* _TEXT SHOWN_

- - - - -

The previous example presented the Wald estimate, i.e. the ratio of estimates from two regressions: the reduced form estimate, coming from a regression of the outcome on the instrument; and the first stage estimate, coming from a regression of the treatment on the instrument. This can easily be computed when the instrument takes only two values. In the more general case, a so-called “two stage least squares” (2SLS) estimate will be computed, whereby predictions of the treatment from the first stage equation are used in a regression of the outcome on the treatment, rather than the true value of the treatment. As such, only the variation in the treatment coming from the instrument is used to explain the variance in the outcome. This then solves the self-selection bias. In the case of a binary (two-value) instrument, the Wald and 2SLS estimates will be identical (see [5], for example). However, the difficulty is not in the implementation of such a 2SLS estimate, all statistical packages can compute IV estimates, but in (a) finding a valid instrument and (b) interpreting the results. The discussion will now focus on these two points.
Finding a valid instrument
To understand the search process for a valid instrument, the two necessary conditions mentioned above (relevance and exclusion restriction) must be satisfied. The first condition is, in general, easier to satisfy. As illustrated by the previous example, public policy changes can often be a source of promising instruments since they affect the allocation to treatment independently of preferences, like in an RCT. For a policy change to be used as an instrument, it must not have been announced too far in advance of implementation, to ensure that allocation to the treatment is as close to random as possible. In our example, the change in the allocation of the treatment is based on day of birth, and could not have been manipulated after the announcement of the policy change. As such, the allocation to the treatment generated by the instrument is as good as random, at least in the proximity of the policy change; i.e. individuals born in August 1933 are very similar to individuals born in September 1933.
The remaining concern to satisfy the first condition of a credible instrument is that the correlation between the instrument and the change in treatment allocation is strong. An important example of the caveat of relying on “weak instruments” is provided in [6]. Weak instruments, i.e. instruments that are only weakly correlated with the treatment, do not solve the omitted variable bias of OLS estimates [6]. Very weak instruments may induce a bias of the IV/2SLS estimates, which can be even larger than the bias of the OLS estimates. A further study suggests a simple test to reject weak instruments [7].

- - - - -

* _STATED GOAL 1_
Decide whether each statement below agrees with the text on instrumental variables above. Answer yes or no for each and quote the words of the text that settle it.
(a) When the instrument is binary, the Wald and 2SLS estimates are identical.
(b) Very weak instruments can produce a bias larger than the bias of OLS estimates.
(c) A policy change used as an instrument should be announced well in advance of its implementation.
* _STATED GOAL 2_
From the listing below, pull out every line that contains the word "white", matching case.

- - - - -

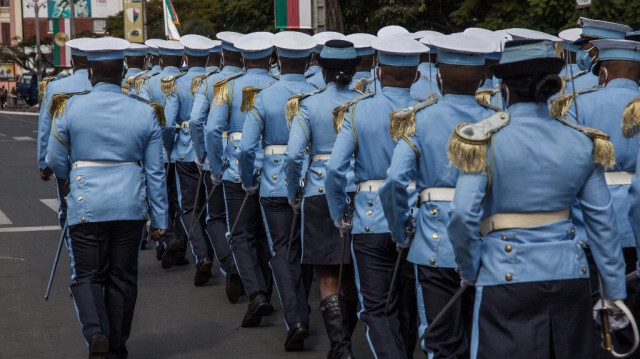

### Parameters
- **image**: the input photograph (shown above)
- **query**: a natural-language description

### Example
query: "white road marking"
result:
[0,211,13,225]
[0,226,60,233]
[40,198,58,213]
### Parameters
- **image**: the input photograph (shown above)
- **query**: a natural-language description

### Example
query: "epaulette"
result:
[476,89,500,105]
[550,87,600,118]
[284,87,326,127]
[134,72,160,93]
[240,86,269,112]
[49,90,91,118]
[554,116,616,168]
[622,97,640,138]
[211,71,246,105]
[129,94,167,128]
[353,77,373,94]
[558,70,589,94]
[191,67,220,95]
[447,111,510,173]
[160,71,187,96]
[333,92,376,133]
[389,100,438,141]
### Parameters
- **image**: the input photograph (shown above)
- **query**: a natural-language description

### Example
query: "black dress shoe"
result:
[284,323,309,352]
[225,264,243,304]
[242,294,273,328]
[162,239,182,269]
[89,334,109,359]
[193,259,213,287]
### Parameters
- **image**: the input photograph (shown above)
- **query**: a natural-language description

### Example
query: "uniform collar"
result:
[92,82,122,92]
[280,74,305,81]
[605,79,638,91]
[507,102,551,118]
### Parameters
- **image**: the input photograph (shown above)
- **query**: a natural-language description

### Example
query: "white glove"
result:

- - - - -

* _TASK RESULT 1_
(a) Yes: "In the case of a binary (two-value) instrument, the Wald and 2SLS estimates will be identical"
(b) Yes: "Very weak instruments may induce a bias of the IV/2SLS estimates, which can be even larger than the bias of the OLS estimates."
(c) No: "it must not have been announced too far in advance of implementation"

* _TASK RESULT 2_
query: "white road marking"
query: "white glove"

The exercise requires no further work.